## Exercise data
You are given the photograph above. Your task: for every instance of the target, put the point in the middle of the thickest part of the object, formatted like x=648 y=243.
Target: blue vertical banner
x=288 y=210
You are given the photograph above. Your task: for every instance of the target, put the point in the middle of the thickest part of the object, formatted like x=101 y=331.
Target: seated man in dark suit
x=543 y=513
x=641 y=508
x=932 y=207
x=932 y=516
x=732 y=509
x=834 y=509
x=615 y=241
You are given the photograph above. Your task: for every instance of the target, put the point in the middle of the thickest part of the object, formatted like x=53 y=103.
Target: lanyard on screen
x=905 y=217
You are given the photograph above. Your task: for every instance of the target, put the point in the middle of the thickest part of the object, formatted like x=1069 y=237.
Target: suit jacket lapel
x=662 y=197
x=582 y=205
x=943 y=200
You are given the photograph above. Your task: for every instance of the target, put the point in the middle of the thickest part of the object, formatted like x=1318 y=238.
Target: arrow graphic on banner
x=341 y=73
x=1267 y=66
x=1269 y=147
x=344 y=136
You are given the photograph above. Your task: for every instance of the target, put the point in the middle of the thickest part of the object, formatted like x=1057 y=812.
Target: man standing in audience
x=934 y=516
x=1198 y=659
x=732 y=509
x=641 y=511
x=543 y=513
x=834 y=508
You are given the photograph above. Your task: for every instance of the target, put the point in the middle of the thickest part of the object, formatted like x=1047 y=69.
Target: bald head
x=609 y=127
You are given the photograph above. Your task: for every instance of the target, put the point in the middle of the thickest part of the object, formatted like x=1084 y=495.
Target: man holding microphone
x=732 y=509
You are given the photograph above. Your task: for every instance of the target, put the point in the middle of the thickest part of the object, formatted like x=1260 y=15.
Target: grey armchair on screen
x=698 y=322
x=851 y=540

## Requirements
Begin at the line that contains "like x=1318 y=238." and continue through the last line of the material. Rewrite those lines as a numbered list and leave out any blank lines.

## Task solution
1. You are given the photograph above. Your task: for every instance of the target, put the point in the middle of the thickest part of the object, formatted like x=1318 y=238.
2. Target: arrow graphic on banner
3. x=341 y=73
4. x=1267 y=66
5. x=1269 y=147
6. x=344 y=136
7. You are given the photograph above. Your task: for every instance of the target, put the point in the middle of the thickest part of the object, formatted like x=1057 y=812.
8. Target: man standing in audience
9. x=934 y=516
10. x=1198 y=659
11. x=732 y=509
12. x=641 y=511
13. x=543 y=513
14. x=834 y=508
15. You are given the photograph above. Your task: for every instance of the target, put the point in the middle of the thickest part of the object, formatted like x=1047 y=69.
16. Target: bald head
17. x=609 y=127
18. You are given the photograph above. Your task: for every instance of the target, put the point in the middle of the thickest part of the object, formatted like x=1084 y=495.
19. Target: man holding microphone
20. x=732 y=509
21. You are given the photograph above. Your task: for every instance of the target, put the point in the middle of the thickest part of the object, formatted like x=1260 y=15.
22. Target: grey armchair on screen
23. x=698 y=322
24. x=851 y=540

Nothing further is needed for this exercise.